# GIVEN PASSAGE

--- --- ---

Matt Levine's latest MoneyStuff column, which I receive via a no-cost email subscription from Bloomberg, is entitled SPAC math no longer adds up. I think this is a key passage:
The argument above is loosely based on a well-known 2020 paper called “A Sober Look at SPACs,” by Michael Klausner, Michael Ohlrogge and Emily Ruan. From the abstract:

We find that costs embedded in the SPAC structure are subtle, opaque, higher than has been previously recognized, and higher than the cost of an IPO. Although SPACs raise $10.00 per share from investors in their IPOs, by the time a SPAC merges with a private company to take it public, the SPAC holds far less in net cash per share to contribute to the combined company. For SPACs that merged during our primary sample period of January 2019 through June 2020, mean and median net cash per share were $4.10 and $5.70, respectively. Between June 2020 and November 2021, net cash per share was somewhat higher but far below $10. We find that SPAC costs are not born by the companies they take public, but instead by the SPAC shareholders who hold shares at the time SPACs merge. These investors experience steep post-merger losses, while SPAC sponsors profit handsomely.

--- --- ---

# REQUIRED TASK 1
Pick out each line of the listing that contains the word "shirt", treating uppercase and lowercase letters as different.
The SPAC passage and the listing come from separate, unrelated sources.

# RECORDS SHOWN

--- --- ---

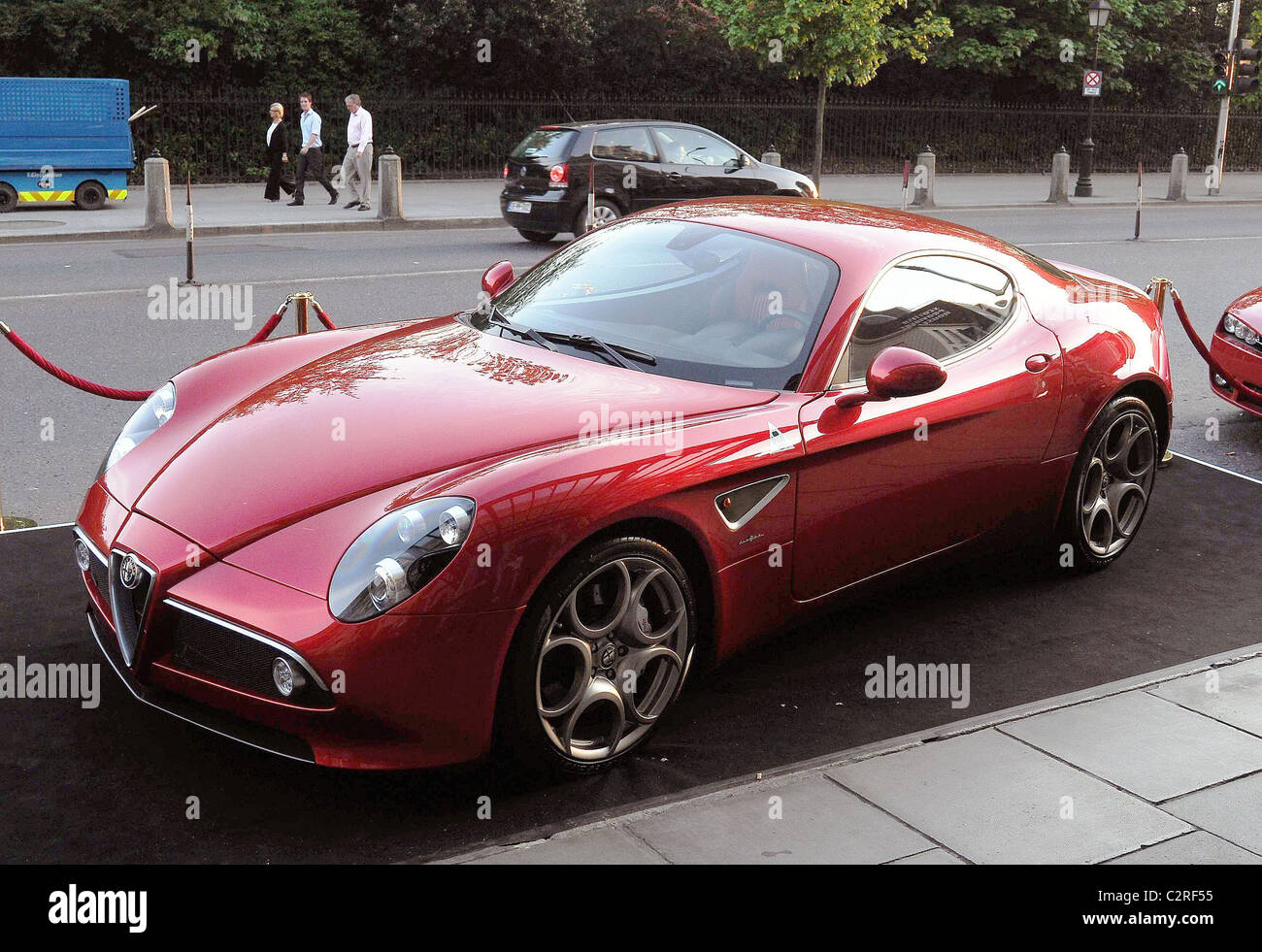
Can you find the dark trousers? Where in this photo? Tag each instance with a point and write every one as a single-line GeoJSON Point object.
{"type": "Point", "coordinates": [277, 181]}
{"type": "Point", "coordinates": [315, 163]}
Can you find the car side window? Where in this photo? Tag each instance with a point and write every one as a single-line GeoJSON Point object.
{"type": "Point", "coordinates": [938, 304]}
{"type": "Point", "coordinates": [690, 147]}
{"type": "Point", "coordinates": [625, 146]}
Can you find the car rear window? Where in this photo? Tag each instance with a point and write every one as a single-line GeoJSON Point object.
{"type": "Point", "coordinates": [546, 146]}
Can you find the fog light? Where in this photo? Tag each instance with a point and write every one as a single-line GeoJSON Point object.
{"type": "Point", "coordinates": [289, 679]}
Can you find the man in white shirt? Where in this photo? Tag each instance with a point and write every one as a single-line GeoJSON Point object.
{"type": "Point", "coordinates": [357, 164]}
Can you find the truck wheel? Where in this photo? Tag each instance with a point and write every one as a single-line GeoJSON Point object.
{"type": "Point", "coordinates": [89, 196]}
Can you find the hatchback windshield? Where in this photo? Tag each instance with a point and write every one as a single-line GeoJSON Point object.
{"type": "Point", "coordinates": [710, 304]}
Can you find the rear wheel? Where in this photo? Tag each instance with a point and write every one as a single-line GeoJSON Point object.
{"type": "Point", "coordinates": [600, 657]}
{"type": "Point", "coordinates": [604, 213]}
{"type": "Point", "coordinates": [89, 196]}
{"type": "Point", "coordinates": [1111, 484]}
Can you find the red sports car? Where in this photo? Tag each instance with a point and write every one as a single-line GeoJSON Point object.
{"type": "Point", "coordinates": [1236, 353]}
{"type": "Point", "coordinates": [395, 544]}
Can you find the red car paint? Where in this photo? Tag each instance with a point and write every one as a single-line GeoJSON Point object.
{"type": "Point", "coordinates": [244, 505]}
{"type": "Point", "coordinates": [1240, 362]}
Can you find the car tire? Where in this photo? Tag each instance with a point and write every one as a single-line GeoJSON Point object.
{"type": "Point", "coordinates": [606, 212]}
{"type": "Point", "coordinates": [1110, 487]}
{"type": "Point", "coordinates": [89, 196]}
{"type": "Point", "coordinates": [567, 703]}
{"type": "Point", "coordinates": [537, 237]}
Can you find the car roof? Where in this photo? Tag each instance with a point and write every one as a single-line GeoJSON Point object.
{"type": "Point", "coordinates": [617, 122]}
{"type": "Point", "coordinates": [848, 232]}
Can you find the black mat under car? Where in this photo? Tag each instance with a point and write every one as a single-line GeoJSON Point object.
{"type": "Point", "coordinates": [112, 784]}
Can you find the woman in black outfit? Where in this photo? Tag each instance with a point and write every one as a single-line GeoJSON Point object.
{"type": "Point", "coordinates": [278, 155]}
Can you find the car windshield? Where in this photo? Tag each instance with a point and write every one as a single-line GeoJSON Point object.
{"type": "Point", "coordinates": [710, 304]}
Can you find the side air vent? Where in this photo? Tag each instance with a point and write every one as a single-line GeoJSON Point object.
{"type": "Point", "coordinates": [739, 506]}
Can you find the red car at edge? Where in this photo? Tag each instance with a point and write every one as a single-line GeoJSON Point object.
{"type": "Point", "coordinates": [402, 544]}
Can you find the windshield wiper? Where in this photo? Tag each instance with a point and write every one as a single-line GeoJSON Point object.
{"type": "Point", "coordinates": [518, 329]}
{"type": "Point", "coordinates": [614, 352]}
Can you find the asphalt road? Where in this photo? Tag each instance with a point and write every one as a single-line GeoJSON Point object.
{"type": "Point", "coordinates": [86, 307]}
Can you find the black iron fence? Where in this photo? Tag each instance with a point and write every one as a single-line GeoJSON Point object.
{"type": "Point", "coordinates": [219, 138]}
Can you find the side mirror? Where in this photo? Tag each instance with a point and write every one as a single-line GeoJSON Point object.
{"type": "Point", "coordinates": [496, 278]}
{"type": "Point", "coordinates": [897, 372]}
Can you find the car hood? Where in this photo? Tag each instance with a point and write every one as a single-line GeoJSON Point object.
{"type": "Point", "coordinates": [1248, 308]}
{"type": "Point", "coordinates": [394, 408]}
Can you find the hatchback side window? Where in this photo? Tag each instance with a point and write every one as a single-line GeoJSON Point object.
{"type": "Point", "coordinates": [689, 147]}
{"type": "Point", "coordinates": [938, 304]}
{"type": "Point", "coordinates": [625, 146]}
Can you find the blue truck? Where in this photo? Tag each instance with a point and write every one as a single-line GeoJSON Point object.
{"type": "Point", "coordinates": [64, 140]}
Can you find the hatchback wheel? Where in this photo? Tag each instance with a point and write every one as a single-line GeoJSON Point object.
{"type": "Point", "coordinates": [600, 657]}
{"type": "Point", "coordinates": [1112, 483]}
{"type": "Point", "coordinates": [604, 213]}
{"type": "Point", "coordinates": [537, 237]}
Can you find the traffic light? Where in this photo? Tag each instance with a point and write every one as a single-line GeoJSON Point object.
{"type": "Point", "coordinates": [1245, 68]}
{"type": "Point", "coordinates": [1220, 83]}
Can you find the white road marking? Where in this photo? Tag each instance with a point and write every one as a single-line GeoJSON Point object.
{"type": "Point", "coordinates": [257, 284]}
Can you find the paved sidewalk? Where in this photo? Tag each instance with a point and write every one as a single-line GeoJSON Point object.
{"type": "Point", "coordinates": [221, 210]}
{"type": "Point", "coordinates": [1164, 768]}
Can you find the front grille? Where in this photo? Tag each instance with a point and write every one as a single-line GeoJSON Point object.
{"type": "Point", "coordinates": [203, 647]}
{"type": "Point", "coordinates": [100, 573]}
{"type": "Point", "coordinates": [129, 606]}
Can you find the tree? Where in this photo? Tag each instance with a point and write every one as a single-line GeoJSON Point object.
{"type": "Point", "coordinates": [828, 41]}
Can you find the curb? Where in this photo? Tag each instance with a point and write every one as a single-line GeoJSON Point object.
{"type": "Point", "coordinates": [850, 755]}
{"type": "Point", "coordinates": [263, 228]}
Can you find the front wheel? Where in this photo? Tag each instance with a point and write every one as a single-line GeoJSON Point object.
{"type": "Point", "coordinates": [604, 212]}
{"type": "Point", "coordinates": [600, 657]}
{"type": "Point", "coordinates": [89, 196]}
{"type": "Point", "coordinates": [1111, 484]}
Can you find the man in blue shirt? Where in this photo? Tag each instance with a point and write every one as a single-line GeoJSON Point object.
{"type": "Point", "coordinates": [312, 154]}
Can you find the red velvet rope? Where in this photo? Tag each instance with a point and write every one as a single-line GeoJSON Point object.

--- --- ---

# REQUIRED TASK 2
From the passage on SPAC costs, extract the text word for word, starting at "We find that costs" and ending at "sponsors profit handsomely.".

# FINAL ANSWER 1
Can you find the man in white shirt? Where in this photo? Tag each instance with a point and write every one as a single-line GeoJSON Point object.
Can you find the man in blue shirt? Where in this photo? Tag each instance with a point and write every one as a single-line GeoJSON Point object.

# FINAL ANSWER 2
We find that costs embedded in the SPAC structure are subtle, opaque, higher than has been previously recognized, and higher than the cost of an IPO. Although SPACs raise $10.00 per share from investors in their IPOs, by the time a SPAC merges with a private company to take it public, the SPAC holds far less in net cash per share to contribute to the combined company. For SPACs that merged during our primary sample period of January 2019 through June 2020, mean and median net cash per share were $4.10 and $5.70, respectively. Between June 2020 and November 2021, net cash per share was somewhat higher but far below $10. We find that SPAC costs are not born by the companies they take public, but instead by the SPAC shareholders who hold shares at the time SPACs merge. These investors experience steep post-merger losses, while SPAC sponsors profit handsomely.